• What you need to do:
Pull out every line in the entries below that contains the word "garland", and copy each such line unchanged.

• Data section:
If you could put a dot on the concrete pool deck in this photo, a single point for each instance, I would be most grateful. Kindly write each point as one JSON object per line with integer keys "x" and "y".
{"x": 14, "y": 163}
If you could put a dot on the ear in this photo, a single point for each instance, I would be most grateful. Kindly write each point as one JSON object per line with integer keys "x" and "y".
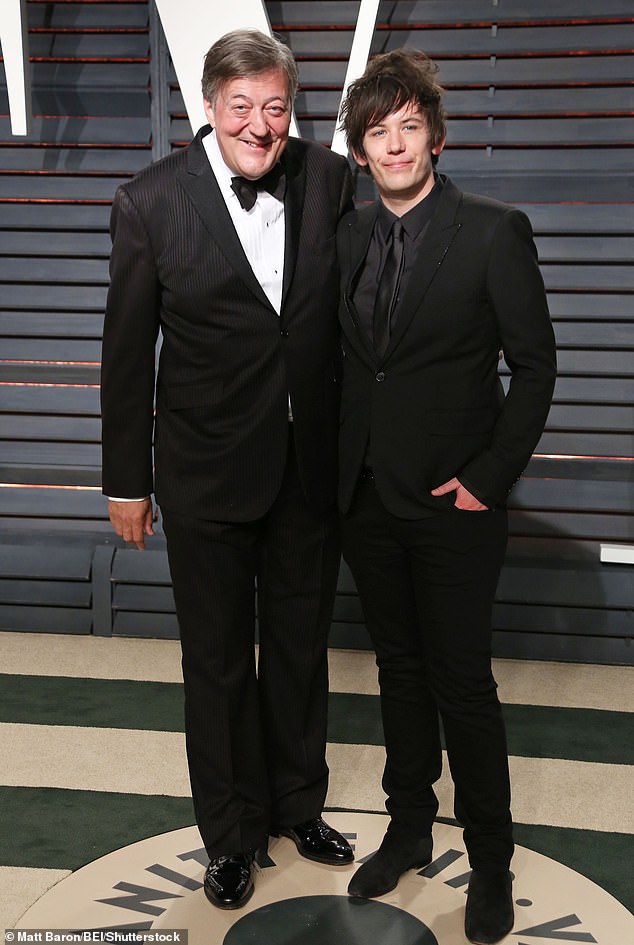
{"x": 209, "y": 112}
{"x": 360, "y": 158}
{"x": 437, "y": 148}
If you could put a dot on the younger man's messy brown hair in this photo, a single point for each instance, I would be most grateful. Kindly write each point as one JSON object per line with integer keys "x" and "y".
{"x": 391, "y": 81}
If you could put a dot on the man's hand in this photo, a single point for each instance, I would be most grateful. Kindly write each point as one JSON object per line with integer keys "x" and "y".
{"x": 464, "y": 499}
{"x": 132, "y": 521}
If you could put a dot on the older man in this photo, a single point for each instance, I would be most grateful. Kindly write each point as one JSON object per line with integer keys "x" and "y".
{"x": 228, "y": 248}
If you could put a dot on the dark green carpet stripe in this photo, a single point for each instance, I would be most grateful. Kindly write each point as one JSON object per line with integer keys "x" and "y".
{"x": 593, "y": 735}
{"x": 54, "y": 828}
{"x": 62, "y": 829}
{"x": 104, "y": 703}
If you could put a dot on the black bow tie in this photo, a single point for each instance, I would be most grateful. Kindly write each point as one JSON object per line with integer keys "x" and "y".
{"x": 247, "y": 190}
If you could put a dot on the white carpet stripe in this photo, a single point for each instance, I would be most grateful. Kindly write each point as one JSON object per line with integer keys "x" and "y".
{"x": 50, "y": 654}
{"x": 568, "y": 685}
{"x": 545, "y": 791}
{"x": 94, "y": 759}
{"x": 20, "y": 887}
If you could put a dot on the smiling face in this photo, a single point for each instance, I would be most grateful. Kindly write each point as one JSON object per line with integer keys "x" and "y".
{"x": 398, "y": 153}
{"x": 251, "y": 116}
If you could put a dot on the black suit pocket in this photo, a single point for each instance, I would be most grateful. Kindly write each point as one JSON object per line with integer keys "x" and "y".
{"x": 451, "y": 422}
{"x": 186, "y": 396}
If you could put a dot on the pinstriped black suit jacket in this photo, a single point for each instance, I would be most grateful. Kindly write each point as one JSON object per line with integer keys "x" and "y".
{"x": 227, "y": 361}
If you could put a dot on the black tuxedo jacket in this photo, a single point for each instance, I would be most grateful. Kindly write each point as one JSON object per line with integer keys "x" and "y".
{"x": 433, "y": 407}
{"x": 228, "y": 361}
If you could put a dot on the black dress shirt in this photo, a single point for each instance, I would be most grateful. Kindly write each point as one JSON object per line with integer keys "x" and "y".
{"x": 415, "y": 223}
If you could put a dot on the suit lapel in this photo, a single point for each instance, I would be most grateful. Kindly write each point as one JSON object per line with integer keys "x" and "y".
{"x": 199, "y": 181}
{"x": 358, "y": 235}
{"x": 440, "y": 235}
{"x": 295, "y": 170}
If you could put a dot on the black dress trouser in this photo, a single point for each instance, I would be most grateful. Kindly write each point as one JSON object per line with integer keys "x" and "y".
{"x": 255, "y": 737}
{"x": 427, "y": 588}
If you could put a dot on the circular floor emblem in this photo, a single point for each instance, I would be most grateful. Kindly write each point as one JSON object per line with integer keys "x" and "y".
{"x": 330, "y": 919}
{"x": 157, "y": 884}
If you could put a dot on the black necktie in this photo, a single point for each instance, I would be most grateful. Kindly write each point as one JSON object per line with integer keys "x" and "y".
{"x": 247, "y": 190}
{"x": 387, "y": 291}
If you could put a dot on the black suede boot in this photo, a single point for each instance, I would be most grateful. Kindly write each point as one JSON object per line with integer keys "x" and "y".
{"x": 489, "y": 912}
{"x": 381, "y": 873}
...
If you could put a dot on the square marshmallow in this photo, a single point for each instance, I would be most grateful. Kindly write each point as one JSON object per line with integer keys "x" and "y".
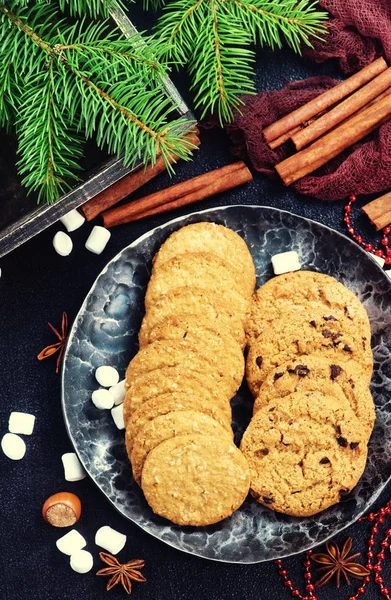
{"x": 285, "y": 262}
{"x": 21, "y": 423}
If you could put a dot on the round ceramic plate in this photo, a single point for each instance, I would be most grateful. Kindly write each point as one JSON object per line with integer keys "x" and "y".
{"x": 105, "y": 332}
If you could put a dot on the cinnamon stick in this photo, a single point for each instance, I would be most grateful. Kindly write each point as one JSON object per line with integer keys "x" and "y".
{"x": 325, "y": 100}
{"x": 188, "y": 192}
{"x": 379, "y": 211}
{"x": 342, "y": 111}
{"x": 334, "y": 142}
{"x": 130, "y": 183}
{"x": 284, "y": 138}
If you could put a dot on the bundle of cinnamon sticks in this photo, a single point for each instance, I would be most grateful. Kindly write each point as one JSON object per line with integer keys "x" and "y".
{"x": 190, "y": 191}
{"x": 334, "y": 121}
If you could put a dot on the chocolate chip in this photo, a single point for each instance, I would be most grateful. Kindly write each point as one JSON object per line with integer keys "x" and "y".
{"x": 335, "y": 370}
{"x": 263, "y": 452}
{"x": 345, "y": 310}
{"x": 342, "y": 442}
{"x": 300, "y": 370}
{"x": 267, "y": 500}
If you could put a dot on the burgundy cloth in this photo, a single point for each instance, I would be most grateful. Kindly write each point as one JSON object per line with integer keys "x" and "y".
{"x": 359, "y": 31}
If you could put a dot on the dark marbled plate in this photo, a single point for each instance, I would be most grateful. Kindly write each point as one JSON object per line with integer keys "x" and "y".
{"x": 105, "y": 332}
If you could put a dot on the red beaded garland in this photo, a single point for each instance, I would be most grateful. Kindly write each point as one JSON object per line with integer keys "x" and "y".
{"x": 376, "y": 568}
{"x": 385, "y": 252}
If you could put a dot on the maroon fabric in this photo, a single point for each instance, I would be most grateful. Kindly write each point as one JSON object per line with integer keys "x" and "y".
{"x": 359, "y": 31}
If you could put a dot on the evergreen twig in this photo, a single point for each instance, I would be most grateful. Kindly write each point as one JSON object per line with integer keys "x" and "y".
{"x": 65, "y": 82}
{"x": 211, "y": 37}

• The output:
If you could put a dot on the red beaded garland in this photo, a single point for each instance, I would be most grateful. Kindly write each point as one JSON object per line with integer keys "x" and "y".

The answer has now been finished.